## Consegne
**1)** Secondo il brano sulle aree marine protette, quale percentuale dell'oceano risulta oggi fortemente protetta?
**2)** Continua il brano sulle aree marine protette e le malattie marine a partire dalla sua ultima frase.

## Brano
Le aree marine protette possono ridurre le malattie marine?

Il complicato rapporto tra protezione del mare, pesca, attività antropiche e salute delle creature marine e umana

[5 Maggio 2021]

Il magazine ufficiale dell’Institute of Environmental Health, Environmental Health News (EHN) ha realizzato un’inchiesta sentendo esperti di malattie marine sul ruolo che può svolgere la protezione degli oceani nella lotta all’aumento dei livelli di malattie marine. Le malattie marine infettive, spesso causate da parassiti, virus e lesioni e favorite dai cambiamenti climatici, stanno sempre più colpendo diversi animali marini: la malattia da deperimento delle stelle marine, la malattia delle macchie bianche dei gamberi e la peste bianca nel corallo hanno sterminato innumerevoli esseri viventi necessari per mantenere sani gli ecosistemi marini.

Come scrive Quinn Mcveigh su The Daily Climate, «Per coralli, crostacei e pesci, il riscaldamento delle temperature sta compromettendo le loro risposte immunitarie durante i focolai di malattie. Allo stesso tempo, il cambiamento climatico sta alimentando l’acidificazione degli oceani, i cambiamenti delle precipitazioni e maggiori danni provocati dalle tempeste, tutti fattori che determinano le malattie marine»

Lo studio “Unchartered waters: Climate change likely to intensify infectious disease outbreaks causing mass mortality events in marine mammals”, pubblicato a giugno 2020 su Global Change Biology da Claire Sanderson  e Kathleen Alexander del Virginia Tech, evidenziava che anche i mammiferi marini, come le lontre marine e le foche, stanno subendo pesantemente l’aumento delle malattie. Tra il 1955 e il 2018, un sesto delle specie di mammiferi marini ha subito morie di massa a causa di malattie infettive e le anomalie stagionali e della temperatura del mare legate ai cambiamenti climatici sono fortemente associate alle epidemie virali di mammiferi marini». Drew Harvell, professore di ecologia alla Cornell University, ha detto a EHN: «La malattia è spesso una buona sentinella di un cambiamento nell’equilibrio della natura»,

Che la situazione de<i mari e oceani sia drammatica ne sono consapevoli anche i leader mondiali: al recente One Planet Summit, 50 Paesi (Italia compresa) che fanno parte della High Ambition Coalition (HAC) per la natura e le persone, si sono impegnati a proteggere il 30% delle loro acque costiere entro il 2030. Attualmente è fortemente protetto solo il 2,7% dell’oceano. In alcuni Paesi, i “parchi di carta”, aree identificate come protette su una mappa ma sono mal gestite e offrono poca o nessuna protezione legale, come il Santuario internazionale dei mammiferi marini tra Italia, Francia e Principato di Monaco, costituiscono l’80 – 90% delle aree marine protette (AMP). Invece le AMP dovrebbero essere ecosistemi marini istituiti dai governi dove, a seconda delle forme di protezione, sono regolamentate o proibite attività come le trivellazioni petrolifere, la pesca industriale. Mcveigh  ricorda che «Le strutture delle AMP variano in tutto il mondo, ma l’obiettivo principale è la pesca eccessiva». Secondo il Wwf, 3 miliardi di persone fanno affidamento sul pesce come fonte proteica primaria, mentre le popolazioni degli stock ittici utilizzati dagli esseri umani sono diminuiti della metà».

## Materiale fornito
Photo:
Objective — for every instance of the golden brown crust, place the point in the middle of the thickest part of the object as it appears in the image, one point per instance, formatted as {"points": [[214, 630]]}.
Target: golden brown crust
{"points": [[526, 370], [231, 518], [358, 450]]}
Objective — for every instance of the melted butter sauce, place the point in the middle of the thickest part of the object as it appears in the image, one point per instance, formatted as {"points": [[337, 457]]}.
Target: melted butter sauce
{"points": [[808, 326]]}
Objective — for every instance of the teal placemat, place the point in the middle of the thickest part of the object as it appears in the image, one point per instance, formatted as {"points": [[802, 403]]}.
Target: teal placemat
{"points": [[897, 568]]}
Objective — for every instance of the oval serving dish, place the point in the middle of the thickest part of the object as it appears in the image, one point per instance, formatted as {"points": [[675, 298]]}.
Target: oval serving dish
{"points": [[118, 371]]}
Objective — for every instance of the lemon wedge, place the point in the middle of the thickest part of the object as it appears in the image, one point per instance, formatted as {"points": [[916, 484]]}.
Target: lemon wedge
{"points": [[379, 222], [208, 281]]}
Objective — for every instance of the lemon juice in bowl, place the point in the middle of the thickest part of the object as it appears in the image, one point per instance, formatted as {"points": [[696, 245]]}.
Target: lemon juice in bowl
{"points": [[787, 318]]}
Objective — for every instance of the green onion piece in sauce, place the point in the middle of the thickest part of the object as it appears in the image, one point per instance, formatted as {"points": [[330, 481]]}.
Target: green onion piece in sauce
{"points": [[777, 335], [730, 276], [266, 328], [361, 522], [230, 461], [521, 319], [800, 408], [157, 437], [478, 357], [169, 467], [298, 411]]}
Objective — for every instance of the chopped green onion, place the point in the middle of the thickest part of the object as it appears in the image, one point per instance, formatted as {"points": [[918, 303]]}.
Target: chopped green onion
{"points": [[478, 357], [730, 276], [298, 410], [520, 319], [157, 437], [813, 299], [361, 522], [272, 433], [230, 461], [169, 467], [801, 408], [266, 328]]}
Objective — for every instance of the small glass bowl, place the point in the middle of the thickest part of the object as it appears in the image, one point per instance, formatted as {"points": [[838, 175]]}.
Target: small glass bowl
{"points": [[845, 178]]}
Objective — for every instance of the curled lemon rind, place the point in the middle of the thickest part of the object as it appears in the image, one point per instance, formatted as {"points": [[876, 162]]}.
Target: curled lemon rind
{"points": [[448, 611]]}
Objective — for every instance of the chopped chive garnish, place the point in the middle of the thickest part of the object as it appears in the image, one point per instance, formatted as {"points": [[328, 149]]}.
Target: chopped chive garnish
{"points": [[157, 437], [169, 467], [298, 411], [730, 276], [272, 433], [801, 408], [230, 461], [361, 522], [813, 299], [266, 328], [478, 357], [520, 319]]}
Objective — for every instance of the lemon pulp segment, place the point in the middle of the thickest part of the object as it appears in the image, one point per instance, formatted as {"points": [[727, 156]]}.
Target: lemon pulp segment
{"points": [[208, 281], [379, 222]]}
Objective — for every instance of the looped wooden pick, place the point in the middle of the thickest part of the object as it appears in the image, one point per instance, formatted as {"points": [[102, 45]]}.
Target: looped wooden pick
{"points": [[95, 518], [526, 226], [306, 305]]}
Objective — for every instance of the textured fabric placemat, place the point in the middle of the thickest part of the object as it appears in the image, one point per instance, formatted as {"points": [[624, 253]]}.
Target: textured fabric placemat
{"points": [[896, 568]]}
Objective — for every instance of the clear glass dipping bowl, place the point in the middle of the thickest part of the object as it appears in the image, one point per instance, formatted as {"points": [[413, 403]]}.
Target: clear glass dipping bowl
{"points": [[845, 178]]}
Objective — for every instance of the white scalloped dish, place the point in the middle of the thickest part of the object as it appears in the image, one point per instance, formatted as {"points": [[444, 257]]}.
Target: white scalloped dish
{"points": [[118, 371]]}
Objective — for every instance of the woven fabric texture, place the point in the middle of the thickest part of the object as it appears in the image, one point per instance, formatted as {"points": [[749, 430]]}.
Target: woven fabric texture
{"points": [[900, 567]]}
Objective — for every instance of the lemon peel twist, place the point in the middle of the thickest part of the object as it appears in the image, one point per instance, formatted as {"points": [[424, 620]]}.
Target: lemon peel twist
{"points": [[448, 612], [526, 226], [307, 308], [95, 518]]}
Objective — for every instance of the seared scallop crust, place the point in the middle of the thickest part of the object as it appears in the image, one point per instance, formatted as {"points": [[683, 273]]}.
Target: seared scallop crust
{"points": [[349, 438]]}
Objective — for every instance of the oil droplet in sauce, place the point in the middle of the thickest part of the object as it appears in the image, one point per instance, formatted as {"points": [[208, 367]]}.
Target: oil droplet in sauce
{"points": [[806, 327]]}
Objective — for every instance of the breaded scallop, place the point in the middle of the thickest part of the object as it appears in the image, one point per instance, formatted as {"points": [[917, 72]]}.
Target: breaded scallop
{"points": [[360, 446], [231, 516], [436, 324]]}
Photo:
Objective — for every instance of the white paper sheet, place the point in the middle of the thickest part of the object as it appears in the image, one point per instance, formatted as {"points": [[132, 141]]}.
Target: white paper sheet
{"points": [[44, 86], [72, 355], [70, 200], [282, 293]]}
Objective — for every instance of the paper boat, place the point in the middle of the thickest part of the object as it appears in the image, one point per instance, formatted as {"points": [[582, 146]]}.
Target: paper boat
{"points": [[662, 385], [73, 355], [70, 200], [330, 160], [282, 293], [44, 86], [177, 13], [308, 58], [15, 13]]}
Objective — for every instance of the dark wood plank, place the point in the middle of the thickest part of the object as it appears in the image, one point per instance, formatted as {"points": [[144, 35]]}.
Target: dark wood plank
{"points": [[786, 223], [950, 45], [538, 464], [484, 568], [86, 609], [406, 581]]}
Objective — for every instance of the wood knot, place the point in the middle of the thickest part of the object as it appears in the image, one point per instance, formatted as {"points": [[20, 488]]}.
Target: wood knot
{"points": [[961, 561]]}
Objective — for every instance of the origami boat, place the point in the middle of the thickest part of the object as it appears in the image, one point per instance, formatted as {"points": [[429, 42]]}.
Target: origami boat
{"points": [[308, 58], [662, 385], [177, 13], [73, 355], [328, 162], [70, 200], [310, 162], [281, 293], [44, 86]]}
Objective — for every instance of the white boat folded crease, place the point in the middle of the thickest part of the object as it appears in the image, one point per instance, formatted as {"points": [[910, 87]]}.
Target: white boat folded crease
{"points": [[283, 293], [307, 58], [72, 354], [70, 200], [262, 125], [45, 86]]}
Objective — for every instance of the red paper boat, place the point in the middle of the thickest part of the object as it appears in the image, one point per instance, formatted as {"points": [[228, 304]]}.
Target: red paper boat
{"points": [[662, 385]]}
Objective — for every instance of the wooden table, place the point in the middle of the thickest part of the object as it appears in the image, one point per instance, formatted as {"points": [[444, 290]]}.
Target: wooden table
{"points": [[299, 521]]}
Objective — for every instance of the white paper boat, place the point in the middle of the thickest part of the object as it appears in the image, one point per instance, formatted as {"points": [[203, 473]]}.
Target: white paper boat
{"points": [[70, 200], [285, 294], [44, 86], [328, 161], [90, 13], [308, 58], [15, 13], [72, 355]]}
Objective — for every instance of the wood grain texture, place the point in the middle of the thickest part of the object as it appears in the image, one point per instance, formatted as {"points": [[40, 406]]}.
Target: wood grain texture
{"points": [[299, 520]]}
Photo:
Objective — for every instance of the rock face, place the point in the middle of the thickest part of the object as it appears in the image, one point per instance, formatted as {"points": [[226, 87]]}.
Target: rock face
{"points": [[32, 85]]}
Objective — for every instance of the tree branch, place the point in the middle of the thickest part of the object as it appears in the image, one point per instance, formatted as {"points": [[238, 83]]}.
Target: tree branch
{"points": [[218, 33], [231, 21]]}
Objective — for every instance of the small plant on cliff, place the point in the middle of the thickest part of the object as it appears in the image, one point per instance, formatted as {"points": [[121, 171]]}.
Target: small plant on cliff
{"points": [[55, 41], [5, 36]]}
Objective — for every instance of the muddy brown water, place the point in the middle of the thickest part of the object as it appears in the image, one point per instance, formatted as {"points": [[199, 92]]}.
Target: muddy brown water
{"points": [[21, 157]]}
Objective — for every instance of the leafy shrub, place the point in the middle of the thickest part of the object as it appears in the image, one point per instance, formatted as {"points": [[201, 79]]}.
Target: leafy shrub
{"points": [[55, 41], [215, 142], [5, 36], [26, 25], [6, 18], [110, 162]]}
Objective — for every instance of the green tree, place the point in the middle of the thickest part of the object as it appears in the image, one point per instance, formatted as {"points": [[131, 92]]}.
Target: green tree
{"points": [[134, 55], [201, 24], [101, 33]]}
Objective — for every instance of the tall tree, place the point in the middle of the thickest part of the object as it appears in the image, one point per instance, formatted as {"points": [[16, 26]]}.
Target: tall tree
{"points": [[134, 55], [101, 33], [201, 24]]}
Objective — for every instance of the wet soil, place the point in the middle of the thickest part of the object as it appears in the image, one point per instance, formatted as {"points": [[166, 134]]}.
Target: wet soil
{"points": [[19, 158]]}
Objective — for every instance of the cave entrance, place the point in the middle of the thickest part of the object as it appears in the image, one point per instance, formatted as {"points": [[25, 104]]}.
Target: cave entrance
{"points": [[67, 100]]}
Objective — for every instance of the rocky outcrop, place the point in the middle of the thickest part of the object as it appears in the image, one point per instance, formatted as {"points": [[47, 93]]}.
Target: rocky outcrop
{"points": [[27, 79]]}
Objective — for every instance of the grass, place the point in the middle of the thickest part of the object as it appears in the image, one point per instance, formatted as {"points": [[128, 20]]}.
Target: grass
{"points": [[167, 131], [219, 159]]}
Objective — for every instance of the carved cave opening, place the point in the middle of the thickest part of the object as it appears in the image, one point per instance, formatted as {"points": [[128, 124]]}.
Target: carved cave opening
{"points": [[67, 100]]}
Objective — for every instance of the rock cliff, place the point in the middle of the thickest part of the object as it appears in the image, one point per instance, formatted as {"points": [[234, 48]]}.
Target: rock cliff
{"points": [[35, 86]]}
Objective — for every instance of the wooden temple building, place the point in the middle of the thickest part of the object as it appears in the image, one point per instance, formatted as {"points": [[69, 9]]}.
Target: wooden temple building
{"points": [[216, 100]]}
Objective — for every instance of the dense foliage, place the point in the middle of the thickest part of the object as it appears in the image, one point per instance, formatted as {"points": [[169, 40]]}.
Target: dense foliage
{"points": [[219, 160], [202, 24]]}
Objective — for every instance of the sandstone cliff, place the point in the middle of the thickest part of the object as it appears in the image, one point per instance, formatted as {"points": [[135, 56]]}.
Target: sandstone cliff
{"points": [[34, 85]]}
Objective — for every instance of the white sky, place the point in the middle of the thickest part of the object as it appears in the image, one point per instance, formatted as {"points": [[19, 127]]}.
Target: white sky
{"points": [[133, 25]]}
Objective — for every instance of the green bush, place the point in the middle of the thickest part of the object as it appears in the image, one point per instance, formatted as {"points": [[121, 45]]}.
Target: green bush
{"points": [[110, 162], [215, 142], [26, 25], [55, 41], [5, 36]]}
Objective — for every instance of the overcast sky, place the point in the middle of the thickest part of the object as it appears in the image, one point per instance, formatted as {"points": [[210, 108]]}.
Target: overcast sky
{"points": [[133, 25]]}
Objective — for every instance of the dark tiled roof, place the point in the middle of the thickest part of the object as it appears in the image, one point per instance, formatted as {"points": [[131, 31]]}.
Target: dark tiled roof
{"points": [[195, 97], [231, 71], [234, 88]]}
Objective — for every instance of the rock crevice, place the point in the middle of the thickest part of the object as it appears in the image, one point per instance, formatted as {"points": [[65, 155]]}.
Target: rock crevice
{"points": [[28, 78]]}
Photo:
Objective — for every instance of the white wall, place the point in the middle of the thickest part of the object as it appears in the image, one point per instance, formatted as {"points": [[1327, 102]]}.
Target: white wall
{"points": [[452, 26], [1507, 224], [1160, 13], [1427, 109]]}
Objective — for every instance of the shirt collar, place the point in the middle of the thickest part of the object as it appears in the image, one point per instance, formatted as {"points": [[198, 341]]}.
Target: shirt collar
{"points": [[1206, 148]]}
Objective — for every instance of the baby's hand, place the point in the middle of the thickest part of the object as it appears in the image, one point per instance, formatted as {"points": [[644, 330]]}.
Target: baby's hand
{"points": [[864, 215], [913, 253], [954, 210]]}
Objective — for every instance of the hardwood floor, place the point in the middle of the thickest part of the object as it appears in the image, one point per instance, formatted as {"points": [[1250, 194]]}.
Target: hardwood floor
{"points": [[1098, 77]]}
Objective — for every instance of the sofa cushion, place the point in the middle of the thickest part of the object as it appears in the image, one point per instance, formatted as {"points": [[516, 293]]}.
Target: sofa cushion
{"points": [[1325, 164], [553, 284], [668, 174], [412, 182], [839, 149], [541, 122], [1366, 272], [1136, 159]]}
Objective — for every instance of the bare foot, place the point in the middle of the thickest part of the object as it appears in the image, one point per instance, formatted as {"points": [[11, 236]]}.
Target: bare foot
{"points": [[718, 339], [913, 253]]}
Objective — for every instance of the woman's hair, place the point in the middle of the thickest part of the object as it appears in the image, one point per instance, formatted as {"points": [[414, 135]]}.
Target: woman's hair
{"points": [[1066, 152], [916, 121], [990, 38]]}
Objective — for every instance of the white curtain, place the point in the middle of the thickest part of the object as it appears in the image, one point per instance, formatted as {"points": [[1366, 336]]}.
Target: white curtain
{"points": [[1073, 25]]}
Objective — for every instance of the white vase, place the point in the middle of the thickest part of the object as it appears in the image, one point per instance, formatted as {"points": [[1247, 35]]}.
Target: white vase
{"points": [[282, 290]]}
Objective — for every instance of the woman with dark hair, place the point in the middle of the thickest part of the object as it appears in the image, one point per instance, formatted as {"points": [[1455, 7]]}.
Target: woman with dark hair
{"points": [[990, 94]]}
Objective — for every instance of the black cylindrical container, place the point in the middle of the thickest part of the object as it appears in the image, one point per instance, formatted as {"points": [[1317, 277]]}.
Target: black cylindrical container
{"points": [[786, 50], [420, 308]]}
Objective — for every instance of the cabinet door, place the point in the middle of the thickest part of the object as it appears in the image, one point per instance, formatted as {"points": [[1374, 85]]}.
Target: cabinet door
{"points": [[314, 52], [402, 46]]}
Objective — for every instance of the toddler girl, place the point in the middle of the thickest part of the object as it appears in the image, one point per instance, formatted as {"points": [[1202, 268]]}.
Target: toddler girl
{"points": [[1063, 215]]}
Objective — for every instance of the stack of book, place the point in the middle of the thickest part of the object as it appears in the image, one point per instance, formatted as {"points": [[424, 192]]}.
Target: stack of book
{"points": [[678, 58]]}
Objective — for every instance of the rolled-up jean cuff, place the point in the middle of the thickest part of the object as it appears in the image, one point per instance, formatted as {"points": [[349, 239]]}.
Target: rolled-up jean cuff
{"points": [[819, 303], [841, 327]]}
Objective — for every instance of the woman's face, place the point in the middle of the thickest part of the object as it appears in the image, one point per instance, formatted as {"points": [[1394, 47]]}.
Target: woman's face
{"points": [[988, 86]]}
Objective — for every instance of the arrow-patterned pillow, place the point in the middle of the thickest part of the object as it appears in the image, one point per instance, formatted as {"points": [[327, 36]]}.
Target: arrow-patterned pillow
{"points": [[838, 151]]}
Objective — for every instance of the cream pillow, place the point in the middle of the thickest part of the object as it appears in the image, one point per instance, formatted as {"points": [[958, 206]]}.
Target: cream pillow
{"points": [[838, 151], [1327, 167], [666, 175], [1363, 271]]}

## Soluzioni
**1)** Solo il 2,7%.

**2)**
Con l’estensione e l’istituzione di nuove AMP ci saranno probabilmente cambiamenti nella dinamica delle malattie degli ecosistemi marini. La domanda è: questo sarà utile per le specie che sono state devastate da parassiti, virus e infezioni da lesioni? Per capire i diversi modi in cui le AMP potrebbero portare benefici a queste popolazioni vulnerabili, EHN ne ha parlato con 4 scienziati marini, compreso Harvell,.

La prima cosa certa è che quando la pesca diminuisce, diminuiscono anche i parassiti che infettano gli ospiti nella parte inferiore della catena alimentare. Chelsea Wood, della School of Aquatic and Fishery Sciences dell’università di Washington – Seattle, ha detto a EHN che «Nelle AMP si tende a vedere un aumento dei predatori perché quelle sono le specie che le persone [pescano] più voracemente. Quindi, si può osservare un corrispondente calo delle prede di quei predatori». Quindi, in un’area marina dove la pesca viene vietata aumenta il numero  dei predatori perché non vengono pescati i peesci più grandi che sono le prede preferite dei pescatori. «Di conseguenza, i pesci più piccoli vengono mangiati dai predatori, limitando la quantità di ospiti ai quali alcuni parassiti possono attaccarsi – spiega la Wood – Ad esempio, i parassiti che infettano il tonno potrebbero diminuire nelle aree marine protette dove è vietata la pesca degli squali, perché il predatore apicale non permetterà alle popolazioni di tonno di essere incontrollate». Insomma, quando i parassiti non hanno ospiti da infettare, non possono diffondere la malattia. Ma la Wood fa notare che «C’è un rovescio della medaglia. Proprio come vietare la pesca può ridurre il parassitismo consentendo alla predazione di fare il suo corso, è vero anche il contrario. La regola generale è: quando una specie ospite si moltiplica, lo faranno anche i parassiti corrispondenti. Quando la pesca non è consentita in un’area, i parassiti che infettano le specie più grandi e ricercate aumenteranno».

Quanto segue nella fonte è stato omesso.